▶ Available records:

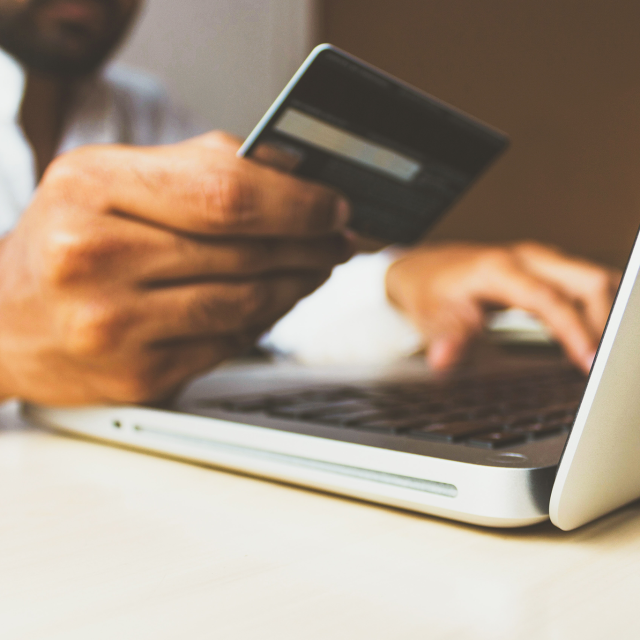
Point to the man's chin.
(74, 57)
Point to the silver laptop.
(497, 446)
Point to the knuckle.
(138, 386)
(495, 259)
(255, 257)
(317, 206)
(252, 300)
(229, 199)
(95, 329)
(236, 308)
(71, 256)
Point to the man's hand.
(135, 269)
(445, 291)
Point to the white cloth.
(348, 320)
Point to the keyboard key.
(452, 432)
(542, 430)
(497, 439)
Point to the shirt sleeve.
(349, 320)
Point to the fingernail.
(343, 213)
(350, 244)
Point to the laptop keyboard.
(490, 412)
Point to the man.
(132, 268)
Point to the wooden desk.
(98, 542)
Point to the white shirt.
(348, 320)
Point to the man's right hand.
(135, 269)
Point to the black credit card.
(400, 156)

▶ Problem details: Go through the lines above and write each one out verbatim, skipping the pictures.

▶ Solved exercise:
Point to the man's chin.
(74, 57)
Point to the silver laptop.
(497, 446)
Point to the knuckle.
(138, 386)
(495, 259)
(255, 257)
(317, 206)
(252, 300)
(229, 199)
(95, 329)
(236, 308)
(71, 256)
Point to the man's hand.
(135, 269)
(445, 291)
Point to the white cloth.
(348, 320)
Point to the keyboard key.
(452, 432)
(542, 430)
(497, 439)
Point to the shirt sleeve.
(349, 320)
Point to the fingernail.
(343, 213)
(350, 244)
Point to the laptop keyboard.
(490, 412)
Point to the man.
(132, 268)
Point to the wooden desk.
(98, 542)
Point to the white shirt.
(348, 320)
Point to the man's right hand.
(135, 269)
Point to the black credit card.
(400, 156)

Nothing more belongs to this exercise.